All of the lines below are to be transcribed faithfully, with pictures excluded from the copy.

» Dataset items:
======
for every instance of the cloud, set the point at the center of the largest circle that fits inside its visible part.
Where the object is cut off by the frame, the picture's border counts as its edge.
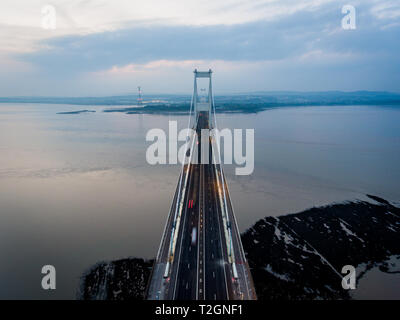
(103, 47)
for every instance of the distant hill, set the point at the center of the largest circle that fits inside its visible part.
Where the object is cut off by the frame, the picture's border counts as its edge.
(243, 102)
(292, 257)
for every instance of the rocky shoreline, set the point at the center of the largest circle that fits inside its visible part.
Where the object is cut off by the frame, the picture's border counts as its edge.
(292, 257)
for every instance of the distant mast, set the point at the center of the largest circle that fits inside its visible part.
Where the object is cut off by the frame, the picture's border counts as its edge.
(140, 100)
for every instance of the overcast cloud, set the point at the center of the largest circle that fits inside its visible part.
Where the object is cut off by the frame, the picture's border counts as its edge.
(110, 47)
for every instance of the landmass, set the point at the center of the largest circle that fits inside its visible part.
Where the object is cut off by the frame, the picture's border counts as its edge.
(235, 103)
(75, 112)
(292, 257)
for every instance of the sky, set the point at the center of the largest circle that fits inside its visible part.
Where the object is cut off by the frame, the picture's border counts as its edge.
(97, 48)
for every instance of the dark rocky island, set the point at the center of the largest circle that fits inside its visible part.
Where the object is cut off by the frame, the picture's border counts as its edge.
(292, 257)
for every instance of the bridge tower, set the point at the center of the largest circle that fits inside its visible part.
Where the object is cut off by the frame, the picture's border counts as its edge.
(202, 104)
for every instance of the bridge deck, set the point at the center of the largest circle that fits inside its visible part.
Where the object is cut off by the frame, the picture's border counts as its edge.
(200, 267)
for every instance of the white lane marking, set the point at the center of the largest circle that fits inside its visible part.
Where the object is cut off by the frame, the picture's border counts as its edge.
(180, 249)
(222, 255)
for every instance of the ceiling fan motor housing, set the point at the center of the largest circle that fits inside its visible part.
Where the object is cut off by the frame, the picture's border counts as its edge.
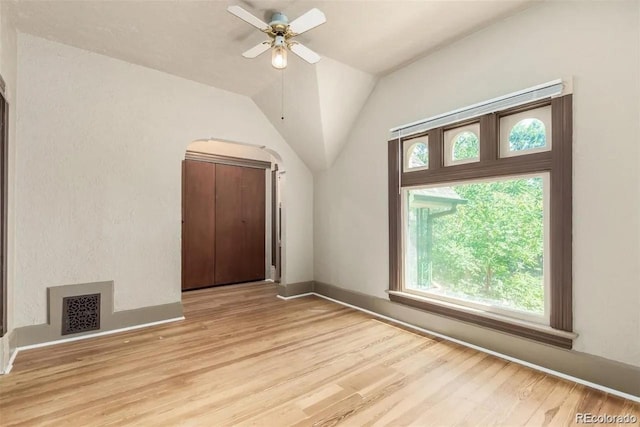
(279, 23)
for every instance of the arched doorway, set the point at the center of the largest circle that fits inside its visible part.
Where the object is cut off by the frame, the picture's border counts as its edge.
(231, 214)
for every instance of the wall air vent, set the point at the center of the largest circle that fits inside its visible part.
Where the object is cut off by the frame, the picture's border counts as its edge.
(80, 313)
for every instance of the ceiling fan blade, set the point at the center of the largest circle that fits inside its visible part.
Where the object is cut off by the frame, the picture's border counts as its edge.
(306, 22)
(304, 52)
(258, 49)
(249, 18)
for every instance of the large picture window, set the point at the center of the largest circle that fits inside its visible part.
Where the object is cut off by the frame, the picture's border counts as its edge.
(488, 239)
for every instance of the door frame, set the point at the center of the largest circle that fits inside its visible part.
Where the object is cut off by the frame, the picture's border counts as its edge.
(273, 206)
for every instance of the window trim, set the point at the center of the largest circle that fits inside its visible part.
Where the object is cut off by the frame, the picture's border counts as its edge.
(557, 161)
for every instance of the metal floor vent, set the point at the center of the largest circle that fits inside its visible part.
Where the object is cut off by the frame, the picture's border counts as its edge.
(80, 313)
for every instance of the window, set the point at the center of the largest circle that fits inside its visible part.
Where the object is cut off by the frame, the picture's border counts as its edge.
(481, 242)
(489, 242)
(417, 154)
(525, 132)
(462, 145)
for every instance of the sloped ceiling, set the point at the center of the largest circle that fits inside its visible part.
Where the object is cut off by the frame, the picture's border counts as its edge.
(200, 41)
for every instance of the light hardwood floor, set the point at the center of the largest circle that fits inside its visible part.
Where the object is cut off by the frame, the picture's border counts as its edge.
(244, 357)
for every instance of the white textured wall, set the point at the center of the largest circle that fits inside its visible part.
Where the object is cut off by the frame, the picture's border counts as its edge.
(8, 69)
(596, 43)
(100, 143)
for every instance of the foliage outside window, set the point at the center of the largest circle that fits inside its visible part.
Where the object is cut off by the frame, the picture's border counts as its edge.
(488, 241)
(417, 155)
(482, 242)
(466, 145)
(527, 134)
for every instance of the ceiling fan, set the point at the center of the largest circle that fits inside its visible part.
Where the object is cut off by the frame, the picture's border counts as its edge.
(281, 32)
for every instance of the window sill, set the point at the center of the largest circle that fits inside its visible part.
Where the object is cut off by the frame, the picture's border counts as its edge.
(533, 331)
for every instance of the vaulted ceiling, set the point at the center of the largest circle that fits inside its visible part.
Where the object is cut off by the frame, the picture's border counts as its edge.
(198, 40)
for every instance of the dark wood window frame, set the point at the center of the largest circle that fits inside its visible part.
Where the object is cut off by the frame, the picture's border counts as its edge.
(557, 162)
======
» Expected output:
for every instance of the cloud, set the point at the center of the largest circle that fits inside its visible part.
Where the object is cut off by the frame, the picture's border counts as its edge.
(103, 47)
for every instance of the distant hill, set the point at the center of the largest circle that fits inside its visible part.
Where the object is cut off by the frame, the picture's border counts as its edge.
(243, 102)
(292, 257)
for every instance of the rocky shoreline, set the point at the center of the largest circle that fits inside its visible part.
Where the object is cut off by the frame, the picture's border counts as its edge.
(292, 257)
for every instance of the distant mast, set the point at the center of the largest circle that fits inside its visible part.
Where the object is cut off by the frame, the picture's border counts as its edge.
(140, 100)
for every instance of the overcast cloud, set the point at the center of the largest circle that fits inside its visible part.
Where the object is cut off by the frame, the picture's border counts as its edge.
(110, 47)
for every instance of the landmass, set the point at the center of the largest circle that fits inside its visible part.
Where the object is cut off by the frame, the picture's border counts as its edge.
(235, 103)
(75, 112)
(292, 257)
for every instance of the sky, set the point at the center of the largest circle that fits inside its visible part.
Where the object is cut off by the frame, the picture's border counts as its edge.
(97, 48)
for every instance of the dark rocky island, set the point at the center of the largest circle that fits inside its visible part.
Where the object is cut off by the frame, the picture's border counts as its edge.
(292, 257)
for every instance of the bridge tower, set the point at the center of the largest circle that fits inside its visible part.
Where the object is cut off by the frame, the picture's border counts as its edge.
(202, 104)
for every instance of the bridge deck, set the point at the center of the largest circle that fits inside its visible part.
Where the object is cut off by the frame, the picture's border counts as its edge.
(200, 267)
for every instance of the white lane marking, set the point at the center of the largest circle that fits inside its visible part.
Where the object is cut off by the frame, the picture's border counts as its edge.
(180, 249)
(222, 255)
for every instance of the ceiling fan motor housing, set the point at the center of the largest circle that fits inside its visible part.
Where the object is cut off by the frame, the picture's border counts as its edge.
(279, 23)
for every instance of the arched doorway, set the point at the center of the largest circle that fits inside its visible part.
Where the object is cut off by the frame, the picture's border counts as its edge.
(231, 214)
for every instance of the wall air vent, set the point at the center of the largest circle that fits inside its visible part.
Where the object is cut off by the frame, the picture's border counts as its edge.
(80, 313)
for every instance of the ceiling fan blade, set the point at the center of the largest circle that fits inside its visible part.
Where the object is cut off by the frame, the picture's border counts as its edge.
(306, 22)
(304, 52)
(258, 49)
(249, 18)
for every instance of the large picture window, set the point at the center of the largest circle that fits inside its visible part.
Where the object is cut off by the frame, the picture's border counts as its edge.
(488, 239)
for every instance of the door frame, set the point at the center of the largest circle that fits inside its visible part.
Where the object is cut off by the frame, the picture's border counts as its edge.
(273, 206)
for every instance of the window trim, set the point at the center of the largest circle that fits inside its visible part.
Where the object is cut off by the frame, the picture's border counts as its edge.
(557, 161)
for every instance of the metal floor vent, set the point at the center of the largest circle that fits inside its visible part.
Where the object is cut off by the frame, the picture's border counts as its edge.
(80, 313)
for every instance of the window, set the point at the center of the largest circle that fits inside its visible part.
Where the object is cut off by the frame, the picture's border counts as its edge.
(481, 242)
(489, 242)
(417, 154)
(525, 132)
(462, 145)
for every instance of the sloped ceiling, set the point at the center of the largest circle that fits inside its visible part.
Where the object is cut off by the frame, the picture's border counts as its edge.
(200, 41)
for every instance of the light hardwood floor, set the point at the center of the largest circle that fits inside its visible part.
Where the object is cut off by the frame, the picture's border counts as its edge.
(244, 357)
for every instance of the white textured wall, set the point at the center of the largest circle that fits inside its visible part.
Where the object is cut off by the frame, the picture's border counts as its edge.
(8, 69)
(596, 43)
(100, 143)
for every instance of the foliage outside window, set the point at the center of the largest circle that fits inside its visible part.
Where the object is cut off by the frame, the picture's border counts as its edge.
(488, 241)
(417, 155)
(482, 242)
(466, 145)
(527, 134)
for every instance of the ceiling fan, set the point at the center of the largest circle that fits inside its visible part.
Where the object is cut off by the frame, the picture's border counts as its edge.
(281, 32)
for every instance of the window sill, set the point at the center of the largest circle that fits inside its visible part.
Where the object is cut off by the frame, the picture's border counts as its edge.
(533, 331)
for every instance of the vaulted ceiling, set the point at the center of the largest circle that fits inside its visible part.
Where the object is cut off by the frame, the picture's border counts as its edge.
(198, 40)
for every instance of the dark wood window frame, set the point at the center of the largest circle that fits inside its visible part.
Where the object is cut off by the frame, the picture's border counts as its edge.
(557, 162)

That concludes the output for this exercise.